**Task a:**
Translate this sentence from the transcript below on weather prediction into Spanish: "A waterspout is a tornado over the water."

**Excerpted passage:**
- - - - - - -

Here's something.  A waterspout is a tornado over the water.  A tornado can draw water up into the funnel.  You can see the spiral on the surface of the water that's how much wind is down there.  You know, water's very heavy.  It doesn't take that long for a waterspout to lose its energy.  It's amazing it can do it a all. 

Indeed, the national weather service is a large government agency that is computer oriented- they have a lot of computers used to predict the weather scientifically. 

A lot of money goes into predicting the weather because it's so important economically.  We know the weather man isn't perfect, but it's a lot better than it was.  Now they have predictions that go up to 10 days all because of computers. 

So weather prediction uses computers.  The Delphi method doesn't.  I think I'd be better off going to weather.gov than asking you guys what the weather will be. 

I'm sure weather.com uses government information to post that. 

There may be companies that do it too, but not your local TV station. 

Okay, so there's other forms of group wisdom besides the Delphi method.  For example, sports betting.  People like to do that often. 

And, you know, you should be able to determine what the odds are that a team is going to win a game based on large numbers of people betting.  In fact, groups that kind of serve as a clearing house for sports bets will issue odds that they'll sell bets for, and sometimes those are picked up by the media. 

The reason that's even news at all is because it's an estimate of the actual probability.  That's just the kind of- that's exactly what a prediction market is except it has a few different wrinkles.  It's getting a bunch of people to make bets on what they think will happen and they use money so they'll get good estimates. 

Here's another example.   This is from last year's class. 

So last year in this class, I asked "will the average global temperature for 2012 be the highest ever recorded."  There was a company selling those predictions. 

Remember, there were predictions- if it turned out to be the highest ever recorded, you'd get $10.  If you said no, you'd get $0.  If you thought it was going to happen, you'd buy.  If you were even more confident, you'd buy a prediction for $9.  If it didn't happen, you'd lose $10.  You'd have to be sure to buy such a prediction. 

So it turns out last year at this time, you could have bought a yes vote for $2.50.  Ultimately, you would have lost your $250. 

Turns out 2012 was the 9th hottest year on record.  So it was hot, but not the hottest, so you would have lost your $2.50. 

Per share, right?  If you bought 10 shares, you would have lost $25. 

This assessment came out just a couple of weeks ago.

- - - - - - -

**Records supplied:**

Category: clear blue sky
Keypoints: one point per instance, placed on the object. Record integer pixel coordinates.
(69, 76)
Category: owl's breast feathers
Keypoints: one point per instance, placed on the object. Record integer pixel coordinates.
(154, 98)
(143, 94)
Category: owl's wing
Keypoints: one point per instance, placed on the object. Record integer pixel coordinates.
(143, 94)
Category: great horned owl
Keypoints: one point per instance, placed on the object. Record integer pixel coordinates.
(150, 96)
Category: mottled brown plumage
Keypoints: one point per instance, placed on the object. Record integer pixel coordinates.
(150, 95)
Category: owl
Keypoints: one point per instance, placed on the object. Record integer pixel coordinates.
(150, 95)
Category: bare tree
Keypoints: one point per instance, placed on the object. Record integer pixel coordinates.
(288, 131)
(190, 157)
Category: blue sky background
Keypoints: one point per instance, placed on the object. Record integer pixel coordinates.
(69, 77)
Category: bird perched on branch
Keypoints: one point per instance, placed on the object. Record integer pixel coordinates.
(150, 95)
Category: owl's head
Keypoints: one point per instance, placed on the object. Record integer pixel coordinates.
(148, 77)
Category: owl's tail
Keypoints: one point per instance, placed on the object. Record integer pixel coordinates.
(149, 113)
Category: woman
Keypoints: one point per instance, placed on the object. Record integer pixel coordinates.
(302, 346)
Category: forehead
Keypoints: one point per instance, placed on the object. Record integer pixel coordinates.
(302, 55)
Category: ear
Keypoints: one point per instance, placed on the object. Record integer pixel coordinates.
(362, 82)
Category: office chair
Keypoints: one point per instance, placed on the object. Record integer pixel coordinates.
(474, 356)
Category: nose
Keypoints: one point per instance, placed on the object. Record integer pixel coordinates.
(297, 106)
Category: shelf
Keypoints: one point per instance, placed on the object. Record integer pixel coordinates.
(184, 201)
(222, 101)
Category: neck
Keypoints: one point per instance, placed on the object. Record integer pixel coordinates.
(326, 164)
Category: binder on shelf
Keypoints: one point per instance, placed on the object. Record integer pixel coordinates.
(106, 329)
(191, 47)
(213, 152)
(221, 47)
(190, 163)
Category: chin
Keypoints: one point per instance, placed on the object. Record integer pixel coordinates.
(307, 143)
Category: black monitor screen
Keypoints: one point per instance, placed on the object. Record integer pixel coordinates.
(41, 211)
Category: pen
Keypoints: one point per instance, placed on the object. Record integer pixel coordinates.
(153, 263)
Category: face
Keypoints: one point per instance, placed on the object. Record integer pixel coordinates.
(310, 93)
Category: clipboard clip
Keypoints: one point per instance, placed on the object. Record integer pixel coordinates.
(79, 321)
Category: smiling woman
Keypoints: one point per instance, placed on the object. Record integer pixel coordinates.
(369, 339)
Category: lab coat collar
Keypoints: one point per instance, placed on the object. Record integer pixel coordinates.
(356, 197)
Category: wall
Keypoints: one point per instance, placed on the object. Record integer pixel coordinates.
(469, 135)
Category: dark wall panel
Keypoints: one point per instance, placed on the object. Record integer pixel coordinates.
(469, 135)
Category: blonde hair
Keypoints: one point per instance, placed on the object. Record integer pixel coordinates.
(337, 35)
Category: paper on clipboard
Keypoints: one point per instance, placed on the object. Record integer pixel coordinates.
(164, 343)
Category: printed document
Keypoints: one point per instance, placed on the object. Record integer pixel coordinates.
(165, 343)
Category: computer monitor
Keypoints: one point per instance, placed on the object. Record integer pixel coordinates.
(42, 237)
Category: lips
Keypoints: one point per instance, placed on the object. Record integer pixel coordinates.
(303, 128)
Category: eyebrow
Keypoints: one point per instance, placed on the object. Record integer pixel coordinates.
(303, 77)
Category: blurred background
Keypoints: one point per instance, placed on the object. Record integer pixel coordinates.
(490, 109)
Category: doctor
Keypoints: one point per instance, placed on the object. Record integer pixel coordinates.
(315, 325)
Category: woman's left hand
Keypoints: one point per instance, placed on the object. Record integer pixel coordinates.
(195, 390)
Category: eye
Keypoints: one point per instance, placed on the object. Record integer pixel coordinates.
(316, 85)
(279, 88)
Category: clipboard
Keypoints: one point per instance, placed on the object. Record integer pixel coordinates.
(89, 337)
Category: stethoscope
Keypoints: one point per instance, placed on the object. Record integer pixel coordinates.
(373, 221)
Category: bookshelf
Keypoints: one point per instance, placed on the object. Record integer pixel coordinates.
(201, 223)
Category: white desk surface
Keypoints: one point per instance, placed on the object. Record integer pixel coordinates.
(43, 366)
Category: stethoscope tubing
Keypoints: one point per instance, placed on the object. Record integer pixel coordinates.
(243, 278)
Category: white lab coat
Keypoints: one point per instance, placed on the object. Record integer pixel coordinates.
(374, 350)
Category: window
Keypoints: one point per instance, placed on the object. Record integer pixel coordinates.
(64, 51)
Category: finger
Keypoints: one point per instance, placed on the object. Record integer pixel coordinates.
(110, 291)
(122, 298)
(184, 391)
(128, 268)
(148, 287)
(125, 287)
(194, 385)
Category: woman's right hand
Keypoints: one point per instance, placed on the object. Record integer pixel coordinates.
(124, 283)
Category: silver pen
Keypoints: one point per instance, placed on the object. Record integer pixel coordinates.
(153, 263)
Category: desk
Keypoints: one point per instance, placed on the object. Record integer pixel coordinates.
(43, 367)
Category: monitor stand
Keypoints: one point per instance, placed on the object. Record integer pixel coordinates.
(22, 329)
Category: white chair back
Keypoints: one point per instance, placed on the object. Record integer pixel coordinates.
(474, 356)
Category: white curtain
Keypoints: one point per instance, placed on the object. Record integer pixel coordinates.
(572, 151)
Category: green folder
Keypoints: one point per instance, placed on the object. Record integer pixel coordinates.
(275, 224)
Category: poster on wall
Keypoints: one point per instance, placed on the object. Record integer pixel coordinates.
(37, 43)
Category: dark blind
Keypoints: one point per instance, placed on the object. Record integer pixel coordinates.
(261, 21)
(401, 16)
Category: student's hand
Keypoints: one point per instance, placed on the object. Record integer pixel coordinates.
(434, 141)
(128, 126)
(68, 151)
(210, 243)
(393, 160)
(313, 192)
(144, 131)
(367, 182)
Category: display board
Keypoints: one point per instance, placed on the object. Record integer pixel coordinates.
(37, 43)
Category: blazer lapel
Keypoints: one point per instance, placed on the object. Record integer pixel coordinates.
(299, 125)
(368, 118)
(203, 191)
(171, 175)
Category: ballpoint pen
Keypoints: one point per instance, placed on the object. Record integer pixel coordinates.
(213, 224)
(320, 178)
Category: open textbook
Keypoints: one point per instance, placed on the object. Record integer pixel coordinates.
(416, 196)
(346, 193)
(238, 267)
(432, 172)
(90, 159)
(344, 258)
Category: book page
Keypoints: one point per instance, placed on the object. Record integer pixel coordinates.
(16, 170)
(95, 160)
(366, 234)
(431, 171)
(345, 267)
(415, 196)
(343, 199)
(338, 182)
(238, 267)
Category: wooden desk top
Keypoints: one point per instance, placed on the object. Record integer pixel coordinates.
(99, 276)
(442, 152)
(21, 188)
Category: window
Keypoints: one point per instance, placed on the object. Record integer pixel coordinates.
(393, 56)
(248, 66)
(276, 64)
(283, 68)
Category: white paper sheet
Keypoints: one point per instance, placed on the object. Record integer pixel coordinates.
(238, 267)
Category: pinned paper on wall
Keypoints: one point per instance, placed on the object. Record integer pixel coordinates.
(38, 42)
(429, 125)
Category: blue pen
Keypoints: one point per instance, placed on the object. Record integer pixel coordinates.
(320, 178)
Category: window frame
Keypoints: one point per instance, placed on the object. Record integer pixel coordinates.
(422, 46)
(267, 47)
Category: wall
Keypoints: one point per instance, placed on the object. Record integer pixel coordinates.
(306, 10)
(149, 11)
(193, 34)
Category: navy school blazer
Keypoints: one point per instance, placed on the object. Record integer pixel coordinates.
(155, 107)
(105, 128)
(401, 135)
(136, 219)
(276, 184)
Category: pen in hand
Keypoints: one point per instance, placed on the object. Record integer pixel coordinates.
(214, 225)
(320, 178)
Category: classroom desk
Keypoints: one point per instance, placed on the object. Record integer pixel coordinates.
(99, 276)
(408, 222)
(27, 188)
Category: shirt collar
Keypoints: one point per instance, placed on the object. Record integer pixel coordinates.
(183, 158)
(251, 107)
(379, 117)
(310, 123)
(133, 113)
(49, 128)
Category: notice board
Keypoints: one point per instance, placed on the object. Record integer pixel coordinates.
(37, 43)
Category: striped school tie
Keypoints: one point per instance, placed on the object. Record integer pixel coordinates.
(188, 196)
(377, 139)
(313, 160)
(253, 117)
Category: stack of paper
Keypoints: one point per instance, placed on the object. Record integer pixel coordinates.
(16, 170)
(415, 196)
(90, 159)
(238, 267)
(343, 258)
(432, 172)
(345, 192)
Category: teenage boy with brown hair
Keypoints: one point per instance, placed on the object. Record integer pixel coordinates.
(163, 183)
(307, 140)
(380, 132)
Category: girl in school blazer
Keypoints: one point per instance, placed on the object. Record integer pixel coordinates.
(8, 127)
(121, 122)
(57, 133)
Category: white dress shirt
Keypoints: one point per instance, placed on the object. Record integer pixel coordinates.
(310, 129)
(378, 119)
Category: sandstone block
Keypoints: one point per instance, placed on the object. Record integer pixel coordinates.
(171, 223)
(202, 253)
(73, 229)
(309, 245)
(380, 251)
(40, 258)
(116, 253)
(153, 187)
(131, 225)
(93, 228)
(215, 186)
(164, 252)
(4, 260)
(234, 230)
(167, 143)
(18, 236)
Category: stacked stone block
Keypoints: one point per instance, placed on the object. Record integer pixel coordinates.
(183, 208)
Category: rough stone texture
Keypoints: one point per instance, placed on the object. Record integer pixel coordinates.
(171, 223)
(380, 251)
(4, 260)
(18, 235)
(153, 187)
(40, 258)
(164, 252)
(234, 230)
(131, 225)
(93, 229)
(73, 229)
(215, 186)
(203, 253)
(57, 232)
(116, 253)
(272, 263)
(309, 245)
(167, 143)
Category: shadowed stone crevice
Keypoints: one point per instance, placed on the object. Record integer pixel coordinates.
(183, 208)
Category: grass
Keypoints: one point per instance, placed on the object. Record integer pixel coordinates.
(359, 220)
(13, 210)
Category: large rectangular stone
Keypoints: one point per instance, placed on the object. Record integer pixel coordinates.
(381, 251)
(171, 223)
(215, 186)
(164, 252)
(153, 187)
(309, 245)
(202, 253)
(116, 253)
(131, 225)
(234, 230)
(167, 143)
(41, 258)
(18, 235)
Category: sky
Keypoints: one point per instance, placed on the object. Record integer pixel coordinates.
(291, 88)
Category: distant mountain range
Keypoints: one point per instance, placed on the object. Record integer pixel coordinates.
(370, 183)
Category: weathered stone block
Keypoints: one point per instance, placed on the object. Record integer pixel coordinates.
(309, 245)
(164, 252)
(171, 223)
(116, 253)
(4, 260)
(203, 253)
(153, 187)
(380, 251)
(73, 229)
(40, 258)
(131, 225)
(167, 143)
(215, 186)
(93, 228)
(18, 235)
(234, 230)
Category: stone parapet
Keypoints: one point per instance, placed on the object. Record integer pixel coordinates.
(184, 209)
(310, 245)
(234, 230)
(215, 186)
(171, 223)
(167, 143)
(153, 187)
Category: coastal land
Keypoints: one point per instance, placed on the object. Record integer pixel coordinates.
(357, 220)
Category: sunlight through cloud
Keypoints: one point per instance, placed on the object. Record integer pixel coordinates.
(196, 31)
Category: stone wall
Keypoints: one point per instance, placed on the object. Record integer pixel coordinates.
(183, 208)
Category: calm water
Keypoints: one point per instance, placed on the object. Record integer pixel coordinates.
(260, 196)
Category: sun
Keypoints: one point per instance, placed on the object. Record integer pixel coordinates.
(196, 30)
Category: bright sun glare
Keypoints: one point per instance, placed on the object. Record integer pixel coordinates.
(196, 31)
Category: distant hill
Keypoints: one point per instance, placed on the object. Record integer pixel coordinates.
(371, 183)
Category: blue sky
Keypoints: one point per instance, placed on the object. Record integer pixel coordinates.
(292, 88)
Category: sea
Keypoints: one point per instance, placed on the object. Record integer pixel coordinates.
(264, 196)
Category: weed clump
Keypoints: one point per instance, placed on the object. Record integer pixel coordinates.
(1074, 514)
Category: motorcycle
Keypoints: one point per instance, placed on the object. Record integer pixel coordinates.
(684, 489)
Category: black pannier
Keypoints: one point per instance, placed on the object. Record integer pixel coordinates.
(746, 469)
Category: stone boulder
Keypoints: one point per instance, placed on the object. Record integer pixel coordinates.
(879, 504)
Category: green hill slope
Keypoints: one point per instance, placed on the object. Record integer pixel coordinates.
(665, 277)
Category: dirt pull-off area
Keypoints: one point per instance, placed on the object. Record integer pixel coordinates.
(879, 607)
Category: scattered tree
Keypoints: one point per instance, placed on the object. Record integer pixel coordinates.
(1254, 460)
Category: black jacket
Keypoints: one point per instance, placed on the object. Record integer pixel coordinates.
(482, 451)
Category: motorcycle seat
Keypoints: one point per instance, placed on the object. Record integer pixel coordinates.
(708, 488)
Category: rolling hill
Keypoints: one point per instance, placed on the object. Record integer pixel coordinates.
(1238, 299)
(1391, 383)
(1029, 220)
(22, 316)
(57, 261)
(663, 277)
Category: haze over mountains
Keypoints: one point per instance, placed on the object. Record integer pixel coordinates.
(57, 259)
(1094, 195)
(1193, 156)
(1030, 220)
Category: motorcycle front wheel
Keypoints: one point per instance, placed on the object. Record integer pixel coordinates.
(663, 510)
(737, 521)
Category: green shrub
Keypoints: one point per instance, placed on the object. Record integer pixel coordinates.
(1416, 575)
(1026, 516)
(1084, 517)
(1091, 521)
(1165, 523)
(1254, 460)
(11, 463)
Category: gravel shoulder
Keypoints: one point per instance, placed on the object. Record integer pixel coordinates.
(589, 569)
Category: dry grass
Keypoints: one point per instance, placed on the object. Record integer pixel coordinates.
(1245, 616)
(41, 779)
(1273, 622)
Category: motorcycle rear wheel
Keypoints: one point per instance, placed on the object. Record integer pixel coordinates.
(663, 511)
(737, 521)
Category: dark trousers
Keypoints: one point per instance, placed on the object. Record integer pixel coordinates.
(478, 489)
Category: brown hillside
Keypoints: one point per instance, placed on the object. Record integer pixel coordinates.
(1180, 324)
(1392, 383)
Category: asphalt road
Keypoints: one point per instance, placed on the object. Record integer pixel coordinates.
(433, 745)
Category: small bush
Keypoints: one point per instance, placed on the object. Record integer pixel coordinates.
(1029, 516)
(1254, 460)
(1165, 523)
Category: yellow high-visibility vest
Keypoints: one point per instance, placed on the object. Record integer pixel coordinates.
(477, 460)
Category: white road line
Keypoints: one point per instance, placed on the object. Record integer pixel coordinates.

- - - - - - -

**Task b:**
Select every line of the rows above that contains the string "blazer", and copy each one out.

**Expected output a:**
Una tromba marina es un tornado sobre el agua.

**Expected output b:**
Category: blazer lapel
Category: navy school blazer
Category: girl in school blazer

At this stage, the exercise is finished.